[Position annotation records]
□ □ □ □ □

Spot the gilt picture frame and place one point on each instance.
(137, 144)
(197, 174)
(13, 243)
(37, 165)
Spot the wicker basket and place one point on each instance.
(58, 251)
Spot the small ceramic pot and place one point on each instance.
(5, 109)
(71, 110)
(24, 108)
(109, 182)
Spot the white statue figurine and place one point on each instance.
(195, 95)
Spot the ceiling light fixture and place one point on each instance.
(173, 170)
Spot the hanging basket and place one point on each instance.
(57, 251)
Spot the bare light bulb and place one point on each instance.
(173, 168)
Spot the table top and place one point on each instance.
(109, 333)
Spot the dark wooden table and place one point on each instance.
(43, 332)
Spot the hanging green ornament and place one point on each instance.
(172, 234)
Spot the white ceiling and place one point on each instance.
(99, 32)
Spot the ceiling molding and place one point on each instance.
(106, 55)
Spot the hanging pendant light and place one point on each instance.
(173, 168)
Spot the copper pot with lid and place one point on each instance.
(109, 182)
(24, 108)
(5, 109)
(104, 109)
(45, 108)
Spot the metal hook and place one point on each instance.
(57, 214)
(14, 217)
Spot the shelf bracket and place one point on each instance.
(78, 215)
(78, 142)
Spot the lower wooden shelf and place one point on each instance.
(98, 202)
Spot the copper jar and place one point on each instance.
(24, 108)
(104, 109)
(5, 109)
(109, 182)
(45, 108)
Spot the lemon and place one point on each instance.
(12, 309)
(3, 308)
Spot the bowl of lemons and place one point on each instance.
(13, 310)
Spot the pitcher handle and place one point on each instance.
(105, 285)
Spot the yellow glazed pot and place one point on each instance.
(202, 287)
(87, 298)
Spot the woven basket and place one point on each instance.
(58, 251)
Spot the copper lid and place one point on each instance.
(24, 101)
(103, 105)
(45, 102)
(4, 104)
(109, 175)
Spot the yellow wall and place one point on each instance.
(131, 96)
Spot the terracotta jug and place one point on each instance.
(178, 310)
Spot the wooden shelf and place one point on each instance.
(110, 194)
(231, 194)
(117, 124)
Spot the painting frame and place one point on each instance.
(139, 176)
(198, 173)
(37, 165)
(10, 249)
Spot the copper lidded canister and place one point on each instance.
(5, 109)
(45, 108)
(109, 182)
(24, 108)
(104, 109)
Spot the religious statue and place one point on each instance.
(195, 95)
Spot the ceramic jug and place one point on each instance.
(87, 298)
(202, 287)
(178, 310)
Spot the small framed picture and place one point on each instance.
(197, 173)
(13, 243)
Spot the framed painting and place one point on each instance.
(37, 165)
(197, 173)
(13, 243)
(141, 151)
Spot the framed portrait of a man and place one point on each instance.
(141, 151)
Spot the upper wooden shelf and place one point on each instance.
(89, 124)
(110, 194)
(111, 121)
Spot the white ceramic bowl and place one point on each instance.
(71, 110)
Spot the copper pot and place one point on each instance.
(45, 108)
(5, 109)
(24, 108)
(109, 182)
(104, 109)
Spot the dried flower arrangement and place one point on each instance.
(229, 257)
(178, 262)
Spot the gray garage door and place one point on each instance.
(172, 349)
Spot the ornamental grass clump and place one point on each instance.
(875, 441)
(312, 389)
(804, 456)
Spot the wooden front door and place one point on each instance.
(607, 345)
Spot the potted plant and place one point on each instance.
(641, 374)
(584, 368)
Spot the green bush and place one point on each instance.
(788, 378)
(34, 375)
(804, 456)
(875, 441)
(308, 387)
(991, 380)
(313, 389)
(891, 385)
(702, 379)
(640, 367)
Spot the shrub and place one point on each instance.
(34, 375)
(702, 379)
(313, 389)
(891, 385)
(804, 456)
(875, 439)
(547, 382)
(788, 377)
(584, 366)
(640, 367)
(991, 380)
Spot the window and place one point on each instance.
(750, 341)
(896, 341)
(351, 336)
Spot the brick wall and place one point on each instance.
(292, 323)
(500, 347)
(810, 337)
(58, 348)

□ □ □ □ □

### Given task
Above are some records; repeat all of them exactly.

### Reply
Spot the gilt picture frame and place one point on each instance.
(137, 144)
(197, 174)
(13, 243)
(37, 165)
Spot the wicker basket and place one point on each instance.
(58, 251)
Spot the small ceramic pot and place one point on each instance.
(5, 109)
(71, 110)
(24, 108)
(109, 182)
Spot the white statue figurine and place one point on each instance.
(195, 95)
Spot the ceiling light fixture and place one point on each instance.
(173, 170)
Spot the hanging basket and place one point on each instance.
(57, 251)
Spot the bare light bulb and place one point on each instance.
(173, 168)
Spot the table top and place one point on each instance.
(109, 333)
Spot the dark wooden table and place one point on each instance.
(43, 332)
Spot the hanging green ornament and place one point on each instance.
(172, 234)
Spot the white ceiling and place one point on each instance.
(99, 32)
Spot the ceiling molding and place one point on each instance.
(106, 55)
Spot the hanging pendant light and place one point on each instance.
(173, 168)
Spot the copper pot with lid and place one point on each instance.
(109, 182)
(24, 108)
(5, 109)
(104, 109)
(45, 108)
Spot the metal hook and place one point on each instance.
(57, 214)
(14, 217)
Spot the shelf bracket and place one point on each instance.
(78, 215)
(78, 142)
Spot the lower wooden shelf and place one point on each instance.
(98, 202)
Spot the copper jar and place one point on each instance.
(24, 108)
(104, 109)
(5, 109)
(109, 182)
(45, 108)
Spot the lemon and place one point on each instance.
(12, 309)
(3, 308)
Spot the bowl of lemons and place one point on each instance.
(13, 310)
Spot the pitcher handle and place one point on each instance.
(105, 285)
Spot the yellow glazed pot and place one point on each instance.
(202, 287)
(87, 298)
Spot the woven basket and place one point on each instance.
(58, 251)
Spot the copper lid and place one point on each instance.
(24, 101)
(103, 105)
(45, 102)
(4, 104)
(109, 175)
Spot the yellow wall and place one point on each instance.
(131, 96)
Spot the terracotta jug and place one point on each instance.
(178, 310)
Spot the wooden shelf and place one point on each instance.
(110, 194)
(231, 194)
(117, 124)
Spot the painting frame and place one point on each instance.
(139, 176)
(198, 173)
(37, 165)
(10, 249)
Spot the copper lidded canister and place one point on each instance.
(5, 109)
(45, 108)
(109, 182)
(24, 108)
(104, 109)
Spot the religious statue and place one point on each instance.
(195, 95)
Spot the ceramic jug and place one point on each instance.
(87, 298)
(202, 287)
(178, 310)
Spot the small framed picture and place one point on each instance.
(197, 173)
(13, 243)
Spot the framed painting and place one point on each instance.
(37, 165)
(197, 173)
(13, 243)
(141, 151)
Spot the framed portrait of a man and place one point on each instance.
(141, 151)
Spot the upper wooden shelf and place one point on each instance.
(89, 124)
(110, 194)
(111, 121)
Spot the white ceramic bowl and place one point on each instance.
(71, 110)
Spot the copper pot and place one point on each instance.
(45, 108)
(5, 109)
(24, 108)
(109, 182)
(104, 109)
Spot the dried flower arrangement and place one point on each instance.
(229, 257)
(178, 262)
Spot the gray garage door and place one point on each instance.
(172, 349)
Spot the ornamental grass clump and place one point on each instance.
(875, 441)
(312, 389)
(804, 456)
Spot the wooden front door and place one point on each instance.
(607, 345)
Spot the potted plant and place one point on each instance.
(641, 374)
(584, 368)
Spot the green bush and place one point on each instance.
(788, 378)
(34, 375)
(804, 456)
(875, 441)
(308, 387)
(991, 380)
(313, 389)
(891, 385)
(702, 379)
(640, 367)
Spot the shrub and place one point on each instance.
(34, 375)
(702, 379)
(313, 389)
(891, 385)
(804, 456)
(875, 439)
(547, 382)
(788, 377)
(584, 366)
(640, 367)
(991, 380)
Spot the window and place one point on each instance.
(750, 341)
(896, 341)
(351, 336)
Spot the brick wall and place one point on each instance.
(292, 323)
(500, 347)
(810, 337)
(58, 348)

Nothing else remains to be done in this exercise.